**** Dataset extract

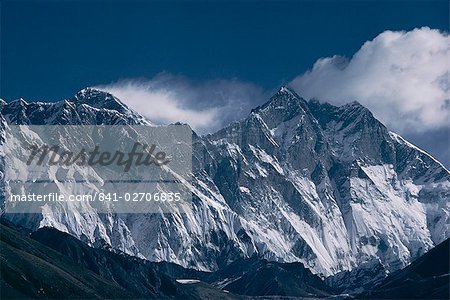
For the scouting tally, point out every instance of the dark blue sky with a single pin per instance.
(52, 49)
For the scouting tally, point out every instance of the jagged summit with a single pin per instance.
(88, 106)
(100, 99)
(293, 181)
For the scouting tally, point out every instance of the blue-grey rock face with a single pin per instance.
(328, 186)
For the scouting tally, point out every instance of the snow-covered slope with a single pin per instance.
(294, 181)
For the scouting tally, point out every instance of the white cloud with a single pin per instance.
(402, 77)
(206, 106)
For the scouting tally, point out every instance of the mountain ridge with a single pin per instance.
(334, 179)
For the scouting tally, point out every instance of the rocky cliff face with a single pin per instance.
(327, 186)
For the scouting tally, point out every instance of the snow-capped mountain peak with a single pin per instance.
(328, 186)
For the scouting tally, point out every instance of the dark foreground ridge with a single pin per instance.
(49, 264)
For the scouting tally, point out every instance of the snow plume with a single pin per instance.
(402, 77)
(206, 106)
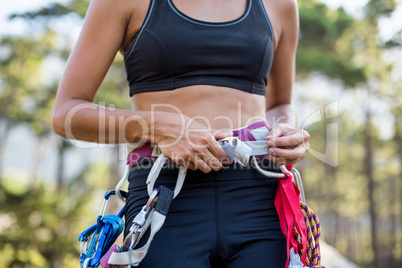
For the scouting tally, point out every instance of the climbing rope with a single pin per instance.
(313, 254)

********
**** Dataset extract

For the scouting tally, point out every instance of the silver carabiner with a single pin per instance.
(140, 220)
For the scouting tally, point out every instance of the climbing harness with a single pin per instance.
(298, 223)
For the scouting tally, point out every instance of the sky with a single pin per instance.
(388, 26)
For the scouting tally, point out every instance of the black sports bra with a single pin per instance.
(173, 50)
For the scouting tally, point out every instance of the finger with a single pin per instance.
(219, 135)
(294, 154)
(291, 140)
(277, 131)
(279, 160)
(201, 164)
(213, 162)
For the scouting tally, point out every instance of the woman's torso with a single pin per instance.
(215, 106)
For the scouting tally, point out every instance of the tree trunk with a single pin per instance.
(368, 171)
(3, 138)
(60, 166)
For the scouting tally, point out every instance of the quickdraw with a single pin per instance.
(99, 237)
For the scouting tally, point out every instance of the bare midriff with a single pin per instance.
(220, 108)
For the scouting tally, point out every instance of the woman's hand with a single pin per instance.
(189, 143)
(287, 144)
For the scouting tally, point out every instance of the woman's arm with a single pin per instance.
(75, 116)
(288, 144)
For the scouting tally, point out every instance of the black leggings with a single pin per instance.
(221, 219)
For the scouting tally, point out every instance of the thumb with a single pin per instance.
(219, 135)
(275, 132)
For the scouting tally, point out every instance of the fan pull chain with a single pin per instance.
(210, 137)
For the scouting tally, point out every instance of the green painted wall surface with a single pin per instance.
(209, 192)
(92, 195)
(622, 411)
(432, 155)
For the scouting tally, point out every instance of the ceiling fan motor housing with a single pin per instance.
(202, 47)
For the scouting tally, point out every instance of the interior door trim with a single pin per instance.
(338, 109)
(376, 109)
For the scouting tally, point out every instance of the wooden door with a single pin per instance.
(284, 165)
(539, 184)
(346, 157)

********
**** Dataset extract

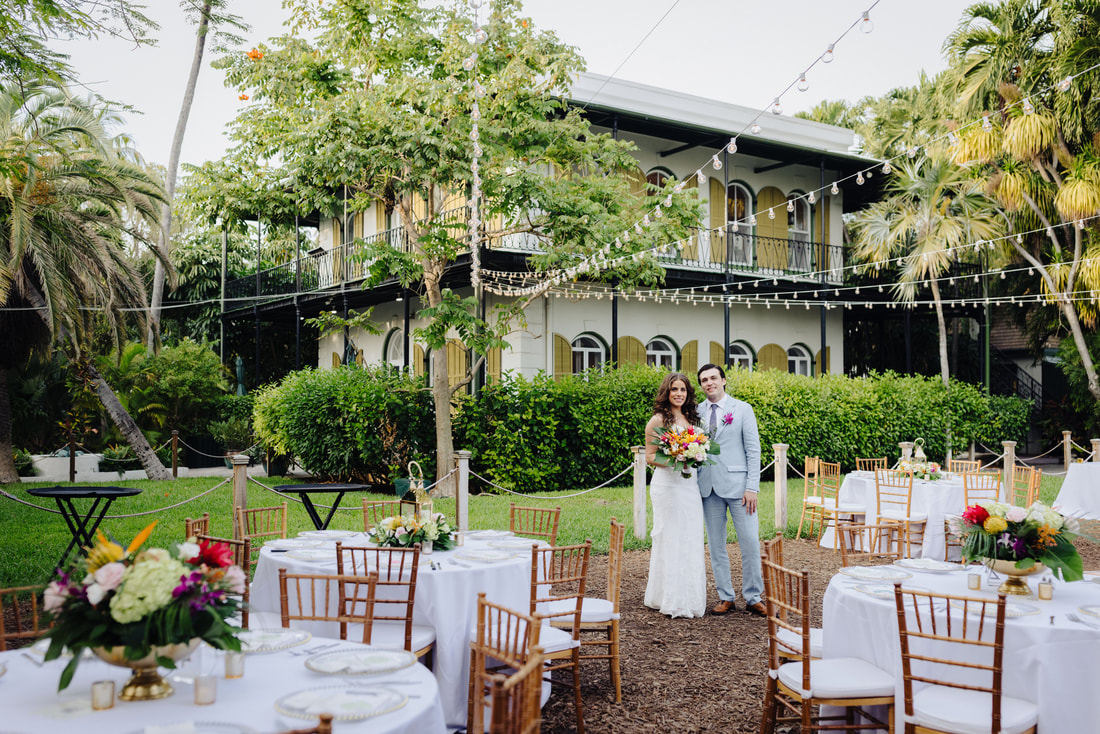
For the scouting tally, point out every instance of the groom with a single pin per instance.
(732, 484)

********

#### Exercise instructions:
Which lines in the listing above contain the word "black"? Copy each of them in full.

#### Correct output:
For the scouting tally, point out every instance of the black sports bra with a single pin per instance.
For the scouting tally, point out every instance of the black leggings with a single pin per instance.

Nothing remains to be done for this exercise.